Going through the data below, copy out each line where the word "Keep" shows up.

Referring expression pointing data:
★ ★ ★ ★ ★ ★ ★

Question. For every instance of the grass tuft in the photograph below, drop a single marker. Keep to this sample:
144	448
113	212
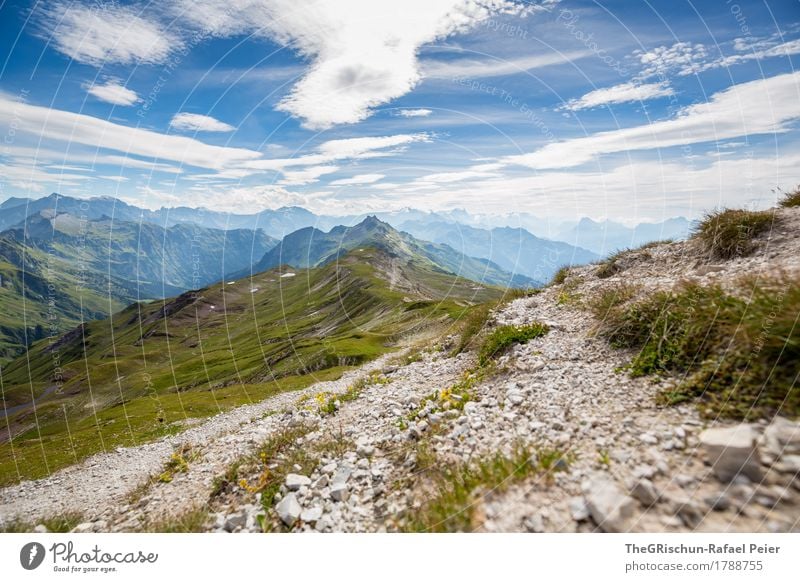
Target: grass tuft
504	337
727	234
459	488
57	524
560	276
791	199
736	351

★ ★ ★ ★ ★ ★ ★

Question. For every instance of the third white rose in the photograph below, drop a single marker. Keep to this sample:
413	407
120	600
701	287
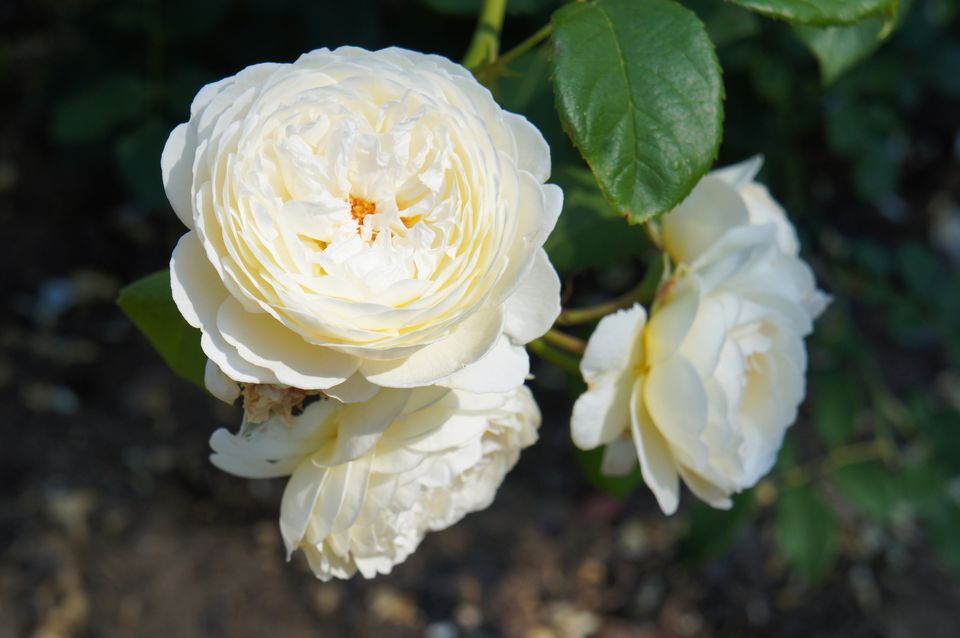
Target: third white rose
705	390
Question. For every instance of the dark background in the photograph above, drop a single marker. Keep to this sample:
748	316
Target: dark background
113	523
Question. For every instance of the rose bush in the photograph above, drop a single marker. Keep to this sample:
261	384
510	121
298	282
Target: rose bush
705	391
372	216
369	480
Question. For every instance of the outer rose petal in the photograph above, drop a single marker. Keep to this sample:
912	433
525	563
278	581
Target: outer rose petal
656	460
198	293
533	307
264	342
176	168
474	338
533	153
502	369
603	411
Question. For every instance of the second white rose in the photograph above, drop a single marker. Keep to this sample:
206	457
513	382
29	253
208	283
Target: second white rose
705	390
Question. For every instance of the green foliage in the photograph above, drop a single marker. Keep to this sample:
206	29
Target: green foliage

★ ★ ★ ★ ★ ★ ★

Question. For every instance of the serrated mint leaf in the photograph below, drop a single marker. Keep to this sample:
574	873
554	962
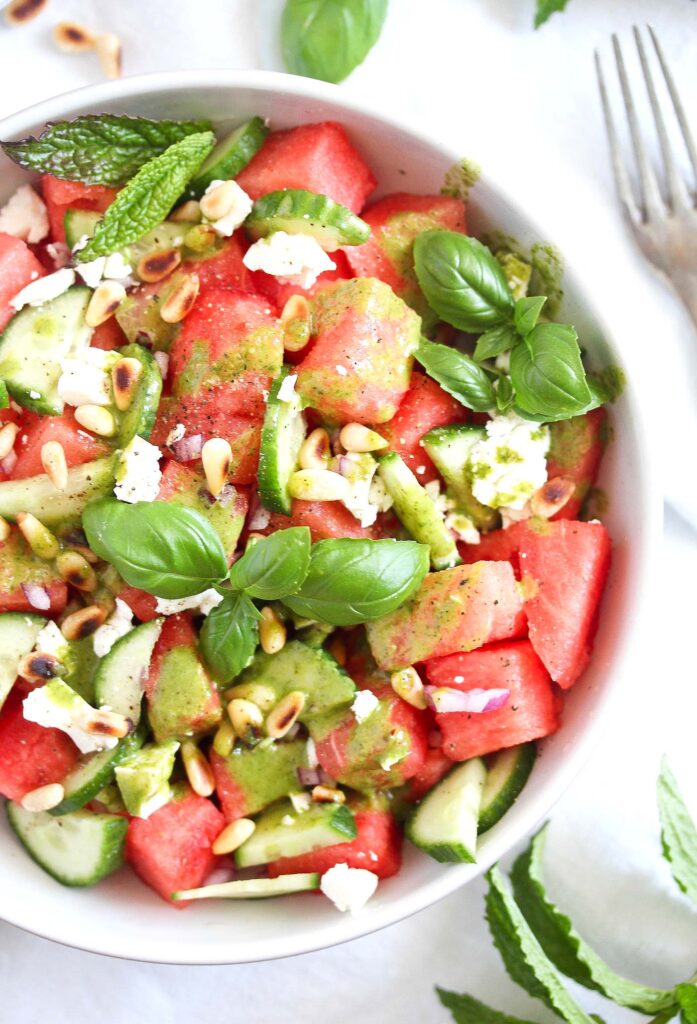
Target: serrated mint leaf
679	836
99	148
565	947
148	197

★ ★ ★ ★ ★ ★ ★

Exercise result:
Question. For every instance of the grass tuft in the photograph below, drop a single marker. Keep to this sample:
Question. For every instance of the third white rose in the photograph below, drop a single marker. Keep to this sample:
Question. For every instance of the dark background in the photograph above, drop a single marker. Keep to this sample:
Question. For every instance of the rose bush in the photograph above, drop a single marker. Keep to this sample:
Question. For every instance of the outer rose petal in the photograph above, drop a single marker. Keep to this sample:
Question. For every instance of the second white rose in the photograph above, drop a single marker. Keep to this sample:
Question. For every instance of the green foliage in the photograph above, drop a single marker. Keep to this sample:
Question. For every instance of the serrated mint leaf in the photograph below, drop a single marker. Keep to this sample:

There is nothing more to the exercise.